» **What you will do**
Give again, word for word, every line in the entries below from the line with "<point>265,182</point>" up to and including the line with "<point>325,314</point>", and no other line.

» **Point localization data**
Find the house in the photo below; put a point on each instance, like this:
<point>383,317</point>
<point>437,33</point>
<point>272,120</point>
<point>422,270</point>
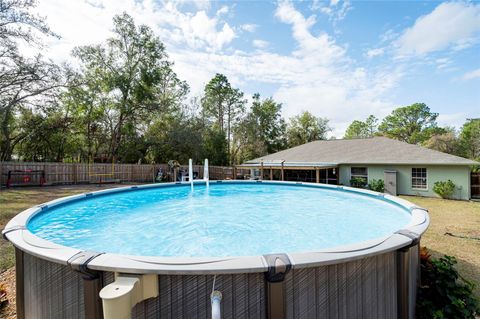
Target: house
<point>405,168</point>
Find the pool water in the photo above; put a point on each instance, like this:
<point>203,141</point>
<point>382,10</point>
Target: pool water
<point>224,220</point>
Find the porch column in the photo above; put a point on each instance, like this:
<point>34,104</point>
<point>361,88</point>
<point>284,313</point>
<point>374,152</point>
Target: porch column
<point>261,170</point>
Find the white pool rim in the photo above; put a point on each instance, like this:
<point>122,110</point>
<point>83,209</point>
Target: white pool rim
<point>17,233</point>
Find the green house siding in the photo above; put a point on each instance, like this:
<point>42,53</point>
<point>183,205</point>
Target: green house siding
<point>460,175</point>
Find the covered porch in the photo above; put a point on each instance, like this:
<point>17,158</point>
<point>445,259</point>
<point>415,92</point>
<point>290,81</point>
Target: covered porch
<point>326,173</point>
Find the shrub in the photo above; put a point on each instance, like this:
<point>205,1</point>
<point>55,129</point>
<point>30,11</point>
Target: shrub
<point>444,189</point>
<point>443,292</point>
<point>358,182</point>
<point>377,185</point>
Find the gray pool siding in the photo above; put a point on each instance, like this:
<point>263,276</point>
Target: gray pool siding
<point>363,288</point>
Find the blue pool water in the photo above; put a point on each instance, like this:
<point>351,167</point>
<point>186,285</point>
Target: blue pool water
<point>225,220</point>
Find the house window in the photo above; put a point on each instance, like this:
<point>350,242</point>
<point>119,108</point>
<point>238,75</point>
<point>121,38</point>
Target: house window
<point>419,178</point>
<point>359,176</point>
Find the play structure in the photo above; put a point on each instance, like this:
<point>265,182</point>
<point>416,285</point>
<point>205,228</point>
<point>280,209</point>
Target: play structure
<point>26,177</point>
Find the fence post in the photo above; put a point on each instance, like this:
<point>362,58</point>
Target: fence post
<point>75,177</point>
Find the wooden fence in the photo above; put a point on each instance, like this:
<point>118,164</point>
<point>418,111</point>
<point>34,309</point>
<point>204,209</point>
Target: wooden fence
<point>475,184</point>
<point>80,173</point>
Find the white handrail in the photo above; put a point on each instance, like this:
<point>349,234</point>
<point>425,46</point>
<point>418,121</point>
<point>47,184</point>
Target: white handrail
<point>206,177</point>
<point>190,173</point>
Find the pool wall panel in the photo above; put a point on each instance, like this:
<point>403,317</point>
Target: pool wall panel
<point>51,290</point>
<point>363,288</point>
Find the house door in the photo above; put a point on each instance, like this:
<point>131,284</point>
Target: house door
<point>475,183</point>
<point>390,179</point>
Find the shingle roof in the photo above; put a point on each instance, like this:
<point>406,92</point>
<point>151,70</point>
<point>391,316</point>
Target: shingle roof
<point>375,150</point>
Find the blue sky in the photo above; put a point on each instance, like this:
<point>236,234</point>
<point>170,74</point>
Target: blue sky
<point>337,59</point>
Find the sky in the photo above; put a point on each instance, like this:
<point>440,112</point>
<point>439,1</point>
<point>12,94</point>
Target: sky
<point>337,59</point>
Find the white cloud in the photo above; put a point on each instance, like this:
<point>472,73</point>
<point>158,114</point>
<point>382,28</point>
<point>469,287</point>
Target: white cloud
<point>451,119</point>
<point>475,74</point>
<point>450,25</point>
<point>249,27</point>
<point>375,52</point>
<point>317,76</point>
<point>223,10</point>
<point>260,44</point>
<point>443,63</point>
<point>81,23</point>
<point>336,10</point>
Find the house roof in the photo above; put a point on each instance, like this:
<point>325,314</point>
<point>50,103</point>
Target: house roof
<point>375,150</point>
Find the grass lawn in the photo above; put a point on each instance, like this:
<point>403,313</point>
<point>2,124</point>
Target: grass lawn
<point>457,217</point>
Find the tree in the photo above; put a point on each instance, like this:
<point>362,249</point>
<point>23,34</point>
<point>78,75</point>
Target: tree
<point>262,131</point>
<point>175,135</point>
<point>24,82</point>
<point>306,128</point>
<point>224,105</point>
<point>470,138</point>
<point>413,124</point>
<point>135,76</point>
<point>359,129</point>
<point>446,142</point>
<point>215,146</point>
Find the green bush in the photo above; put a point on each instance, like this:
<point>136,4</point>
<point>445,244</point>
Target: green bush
<point>443,292</point>
<point>444,189</point>
<point>377,185</point>
<point>358,182</point>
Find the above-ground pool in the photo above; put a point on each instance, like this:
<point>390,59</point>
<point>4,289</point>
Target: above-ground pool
<point>277,249</point>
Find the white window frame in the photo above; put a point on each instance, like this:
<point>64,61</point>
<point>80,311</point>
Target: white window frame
<point>426,179</point>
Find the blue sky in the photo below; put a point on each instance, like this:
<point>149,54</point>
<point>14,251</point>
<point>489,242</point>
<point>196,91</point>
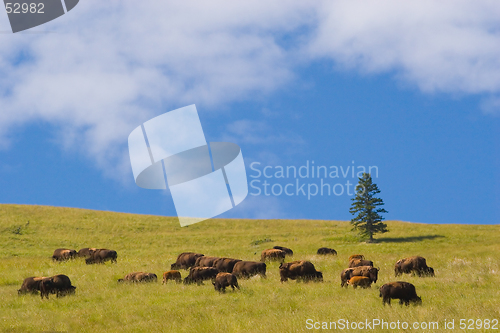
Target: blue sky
<point>410,90</point>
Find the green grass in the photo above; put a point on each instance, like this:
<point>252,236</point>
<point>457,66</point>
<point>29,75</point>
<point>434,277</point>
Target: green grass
<point>466,259</point>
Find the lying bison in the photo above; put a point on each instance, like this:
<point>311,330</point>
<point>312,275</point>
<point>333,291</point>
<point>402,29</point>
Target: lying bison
<point>326,250</point>
<point>173,275</point>
<point>299,270</point>
<point>403,291</point>
<point>199,274</point>
<point>247,269</point>
<point>185,260</point>
<point>58,284</point>
<point>224,280</point>
<point>288,252</point>
<point>63,254</point>
<point>414,265</point>
<point>100,256</point>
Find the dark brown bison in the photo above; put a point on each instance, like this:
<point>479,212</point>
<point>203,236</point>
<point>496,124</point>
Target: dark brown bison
<point>63,254</point>
<point>299,270</point>
<point>57,284</point>
<point>326,250</point>
<point>139,277</point>
<point>225,264</point>
<point>86,252</point>
<point>288,252</point>
<point>185,260</point>
<point>361,281</point>
<point>100,256</point>
<point>223,280</point>
<point>199,274</point>
<point>172,275</point>
<point>360,262</point>
<point>414,265</point>
<point>246,269</point>
<point>273,255</point>
<point>403,291</point>
<point>31,285</point>
<point>367,271</point>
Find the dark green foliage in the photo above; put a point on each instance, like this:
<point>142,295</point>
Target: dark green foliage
<point>367,219</point>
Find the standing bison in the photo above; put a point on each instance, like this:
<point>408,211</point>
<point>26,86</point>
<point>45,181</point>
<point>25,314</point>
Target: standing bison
<point>414,265</point>
<point>403,291</point>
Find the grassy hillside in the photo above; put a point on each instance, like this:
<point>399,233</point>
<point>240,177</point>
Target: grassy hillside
<point>466,259</point>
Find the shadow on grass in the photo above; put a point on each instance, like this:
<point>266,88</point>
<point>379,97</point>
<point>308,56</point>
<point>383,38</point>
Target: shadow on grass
<point>407,239</point>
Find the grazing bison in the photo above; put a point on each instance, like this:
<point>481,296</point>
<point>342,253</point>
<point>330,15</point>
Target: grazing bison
<point>86,252</point>
<point>172,275</point>
<point>139,277</point>
<point>299,270</point>
<point>403,291</point>
<point>361,281</point>
<point>225,264</point>
<point>185,260</point>
<point>273,255</point>
<point>414,265</point>
<point>199,274</point>
<point>31,285</point>
<point>326,250</point>
<point>57,284</point>
<point>63,254</point>
<point>223,280</point>
<point>360,262</point>
<point>100,256</point>
<point>288,252</point>
<point>246,269</point>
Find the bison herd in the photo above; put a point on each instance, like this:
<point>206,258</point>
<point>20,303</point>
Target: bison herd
<point>225,272</point>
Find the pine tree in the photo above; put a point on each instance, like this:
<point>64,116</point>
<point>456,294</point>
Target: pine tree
<point>367,220</point>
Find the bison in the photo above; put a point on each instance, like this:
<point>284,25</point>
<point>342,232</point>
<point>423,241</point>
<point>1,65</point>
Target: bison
<point>273,255</point>
<point>246,269</point>
<point>299,270</point>
<point>63,254</point>
<point>223,280</point>
<point>100,256</point>
<point>326,250</point>
<point>414,265</point>
<point>172,275</point>
<point>57,284</point>
<point>403,291</point>
<point>361,281</point>
<point>199,274</point>
<point>288,252</point>
<point>185,260</point>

» **Exercise output**
<point>265,182</point>
<point>416,285</point>
<point>205,228</point>
<point>280,209</point>
Target: play structure
<point>26,177</point>
Find the fence post in the photo above; put a point on each instance, like this:
<point>362,58</point>
Target: fence post
<point>75,177</point>
Find the wooden fence in the photo above; put a point on each instance, like this:
<point>118,164</point>
<point>418,111</point>
<point>34,309</point>
<point>204,209</point>
Target: wooden fence
<point>475,184</point>
<point>80,173</point>
Find the white handrail in the photo above; put a point on each instance, like this:
<point>349,234</point>
<point>425,46</point>
<point>418,121</point>
<point>47,184</point>
Target: white handrail
<point>206,177</point>
<point>190,173</point>
Find the pool wall panel in the photo above; put a point on each instance, like this:
<point>403,317</point>
Target: pool wall panel
<point>51,290</point>
<point>363,288</point>
Find the house door in the photo above; put a point on each instance, like this:
<point>131,284</point>
Target: house door
<point>475,183</point>
<point>390,179</point>
Find the shingle roof in the photo above; put a point on each instance, like this:
<point>406,92</point>
<point>151,70</point>
<point>391,316</point>
Target: shingle roof
<point>375,150</point>
Find the blue sky in the photo above; put a point on each instance, like this:
<point>236,234</point>
<point>170,74</point>
Target: blue sky
<point>337,59</point>
Find the sky in the photo above; put a point on each instance, like this:
<point>440,112</point>
<point>439,1</point>
<point>12,94</point>
Target: sky
<point>337,59</point>
Find the white cloud in the photo above; put a point on each instance, like this:
<point>472,73</point>
<point>158,114</point>
<point>382,28</point>
<point>469,287</point>
Target: white cloud
<point>451,119</point>
<point>475,74</point>
<point>450,25</point>
<point>249,27</point>
<point>375,52</point>
<point>317,76</point>
<point>223,10</point>
<point>260,44</point>
<point>443,63</point>
<point>81,23</point>
<point>336,10</point>
Find the house roof in the photo above; put a point on each instance, like this:
<point>325,314</point>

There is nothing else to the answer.